- _GIVEN INSTRUCTION_
Reproduce all of the data below exactly as it appears, but leave the pictures out of your answer.
### INPUT MATERIAL ###
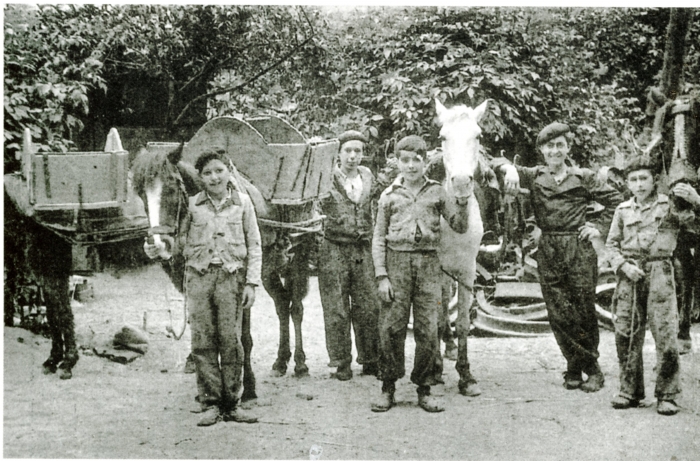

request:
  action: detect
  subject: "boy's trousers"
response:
[537,232,600,376]
[378,248,442,386]
[614,258,680,400]
[318,239,379,367]
[186,265,245,411]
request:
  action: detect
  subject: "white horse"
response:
[435,99,488,396]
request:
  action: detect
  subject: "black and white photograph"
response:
[2,2,700,461]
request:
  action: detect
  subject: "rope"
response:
[258,215,326,232]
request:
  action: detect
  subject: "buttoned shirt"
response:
[605,194,695,272]
[515,165,623,236]
[338,168,362,203]
[183,183,262,286]
[372,175,469,277]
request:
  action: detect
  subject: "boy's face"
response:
[627,170,656,202]
[397,150,425,182]
[339,139,365,173]
[199,159,231,197]
[540,135,571,168]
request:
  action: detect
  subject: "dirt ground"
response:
[3,266,700,461]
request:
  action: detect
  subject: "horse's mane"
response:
[132,148,201,195]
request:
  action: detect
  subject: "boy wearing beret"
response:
[606,158,700,415]
[499,123,623,392]
[318,131,379,381]
[372,136,468,412]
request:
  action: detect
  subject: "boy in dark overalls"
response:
[372,136,469,412]
[606,158,700,415]
[495,123,622,392]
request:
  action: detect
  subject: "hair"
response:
[194,150,231,174]
[394,135,428,160]
[625,156,659,178]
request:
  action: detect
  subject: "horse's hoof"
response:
[41,359,58,375]
[294,365,309,378]
[241,389,258,402]
[59,369,73,379]
[272,360,287,378]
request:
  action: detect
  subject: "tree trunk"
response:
[661,8,693,100]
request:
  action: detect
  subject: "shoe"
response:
[656,400,680,416]
[581,373,605,392]
[678,339,693,355]
[564,371,583,391]
[443,343,457,362]
[224,408,258,424]
[362,363,379,376]
[459,383,481,397]
[335,365,352,381]
[183,354,197,374]
[197,407,221,426]
[418,395,445,413]
[610,395,639,410]
[372,392,395,413]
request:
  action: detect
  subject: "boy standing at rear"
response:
[372,136,468,412]
[606,158,700,415]
[494,122,622,392]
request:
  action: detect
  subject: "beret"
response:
[338,130,369,146]
[537,122,571,146]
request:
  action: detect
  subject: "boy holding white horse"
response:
[144,151,262,426]
[500,122,623,392]
[371,136,469,412]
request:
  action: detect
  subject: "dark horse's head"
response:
[133,143,201,258]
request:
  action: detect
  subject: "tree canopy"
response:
[4,5,700,169]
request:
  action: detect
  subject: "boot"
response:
[564,371,583,390]
[224,408,258,424]
[656,400,679,416]
[581,372,605,392]
[335,364,352,381]
[610,395,639,410]
[197,406,221,426]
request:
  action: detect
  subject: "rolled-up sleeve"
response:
[372,195,390,277]
[605,208,625,273]
[241,194,262,286]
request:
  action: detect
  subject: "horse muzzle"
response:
[452,176,474,205]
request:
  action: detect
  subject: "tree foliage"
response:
[5,5,700,169]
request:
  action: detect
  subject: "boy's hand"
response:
[672,182,700,207]
[143,238,172,259]
[501,165,520,195]
[578,225,600,242]
[379,277,394,303]
[242,285,255,309]
[620,263,646,282]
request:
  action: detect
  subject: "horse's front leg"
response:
[263,273,292,376]
[291,299,309,378]
[455,283,481,397]
[43,275,79,379]
[241,309,258,402]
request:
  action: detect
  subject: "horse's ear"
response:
[435,98,447,118]
[474,99,489,122]
[168,141,185,165]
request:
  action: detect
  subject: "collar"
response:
[630,192,668,211]
[389,173,440,192]
[194,182,241,208]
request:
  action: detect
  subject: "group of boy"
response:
[144,119,700,426]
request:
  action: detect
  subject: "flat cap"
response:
[338,130,369,146]
[537,122,571,146]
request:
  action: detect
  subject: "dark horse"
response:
[4,191,79,379]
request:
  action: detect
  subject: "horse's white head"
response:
[435,99,488,203]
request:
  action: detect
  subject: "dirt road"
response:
[3,267,700,461]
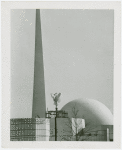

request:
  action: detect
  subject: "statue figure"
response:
[51,93,61,106]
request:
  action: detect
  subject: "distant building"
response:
[10,118,50,141]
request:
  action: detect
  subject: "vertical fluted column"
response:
[32,9,46,118]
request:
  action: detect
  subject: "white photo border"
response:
[1,1,121,149]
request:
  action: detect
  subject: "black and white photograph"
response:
[10,9,114,142]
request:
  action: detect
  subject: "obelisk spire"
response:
[32,9,46,118]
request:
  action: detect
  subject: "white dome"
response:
[62,98,113,125]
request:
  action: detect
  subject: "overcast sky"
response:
[11,9,114,118]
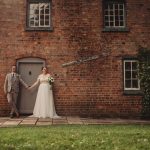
###
- _WORKED SOLUTION_
request:
  action: detect
  subject: "boy's trousers"
response:
[537,232,600,376]
[378,248,442,386]
[614,258,680,400]
[318,239,379,367]
[186,265,245,411]
request:
  action: detect
  subject: "white horse"
response:
[435,99,488,396]
request:
  action: detect
  subject: "black and white photograph"
response:
[2,2,700,461]
request:
  action: detect
  subject: "rope"
response:
[258,215,326,232]
request:
  action: detect
  subject: "buttoned shirt"
response:
[605,194,695,272]
[515,165,623,236]
[338,168,362,203]
[183,183,262,286]
[372,175,469,277]
request:
  action: detect
  subject: "boy's face"
response:
[627,170,656,202]
[397,150,425,182]
[339,139,365,173]
[199,159,231,197]
[540,135,571,168]
request:
  action: detect
  subject: "dirt ground"
response:
[3,266,700,461]
request:
  action: detect
  subject: "horse's mane"
response:
[132,148,201,195]
request:
  action: detect
  subject: "boy wearing beret"
response:
[606,158,700,415]
[499,123,623,392]
[318,131,379,381]
[372,136,468,412]
request:
  action: detect
  subject: "boy in dark overalls"
response:
[372,136,469,412]
[606,158,700,415]
[495,123,622,392]
request:
  action: detect
  subject: "hair"
response:
[194,150,231,174]
[394,135,428,160]
[625,156,659,178]
request:
  action: detect
  subject: "horse's hoof"
response:
[41,359,58,375]
[294,365,309,378]
[241,389,258,402]
[59,369,73,379]
[272,360,287,378]
request:
  action: detect
  subject: "tree trunk"
response:
[661,8,693,100]
request:
  action: detect
  subject: "shoe"
response:
[656,400,680,416]
[581,373,605,392]
[678,339,693,355]
[564,371,583,391]
[443,343,457,362]
[224,408,258,424]
[362,363,379,376]
[459,383,481,397]
[335,365,352,381]
[183,354,197,374]
[197,407,221,426]
[418,395,445,413]
[610,395,639,410]
[372,392,395,413]
request:
  action: detect
  subject: "boy standing at rear"
response:
[372,136,468,412]
[606,158,700,415]
[494,122,622,392]
request:
  action: detect
  subject: "beret"
response:
[338,130,369,146]
[537,122,571,146]
request:
  action: detect
  subject: "boy holding white horse"
response:
[144,151,262,426]
[500,122,623,392]
[371,136,469,412]
request:
  action: detect
  subject: "dark horse's head"
response:
[133,143,201,258]
request:
  action: detect
  subject: "tree canopy"
response:
[4,5,700,169]
request:
  action: detect
  subject: "boot"
response:
[564,371,583,390]
[224,408,258,424]
[656,400,679,416]
[581,372,605,392]
[335,364,352,381]
[610,395,639,410]
[197,406,221,426]
request:
  action: detect
  subject: "rolled-up sleeve"
response:
[372,195,390,277]
[605,208,625,273]
[241,194,262,286]
request:
  action: detect
  subject: "horse muzzle"
response:
[452,176,474,205]
request:
  action: detect
  subject: "tree foliage"
response:
[5,5,700,169]
request:
  action: detect
  subject: "boy's hand"
response:
[672,182,700,207]
[143,238,172,259]
[501,165,520,195]
[578,225,600,242]
[379,277,394,303]
[242,285,255,309]
[620,263,646,282]
request:
  action: detect
  subject: "horse's front leg"
response:
[263,273,292,376]
[291,299,309,378]
[455,283,481,397]
[43,275,79,379]
[241,309,258,402]
request:
  action: detect
  subject: "horse's ear"
response:
[435,98,447,118]
[474,99,489,122]
[168,141,185,165]
request:
  action: detect
  subject: "collar"
response:
[630,192,668,211]
[389,173,440,192]
[194,182,241,208]
request:
  action: detect
  subject: "group of boy"
response:
[144,119,700,426]
request:
  action: detect
  subject: "flat cap"
response:
[338,130,369,146]
[537,122,571,146]
request:
  action: detect
  subject: "dark horse"
response:
[4,191,79,379]
request:
  action: detect
  subject: "horse's white head"
response:
[435,99,488,203]
request:
  action: detect
  subject: "dirt road"
response:
[3,267,700,461]

request:
  action: detect
  subject: "statue figure"
response:
[51,93,61,106]
request:
  action: detect
  subject: "distant building"
response:
[10,118,50,141]
request:
  action: detect
  subject: "vertical fluted column"
response:
[32,9,46,118]
request:
  action: detect
  subject: "white photo border"
response:
[1,1,121,149]
request:
  action: detect
  subject: "black and white photograph"
response:
[10,9,114,142]
request:
  action: detect
  subject: "obelisk spire"
response:
[32,9,46,118]
request:
  action: detect
  subject: "white dome"
response:
[62,98,113,125]
request:
  action: detect
  subject: "overcast sky"
response:
[11,9,114,118]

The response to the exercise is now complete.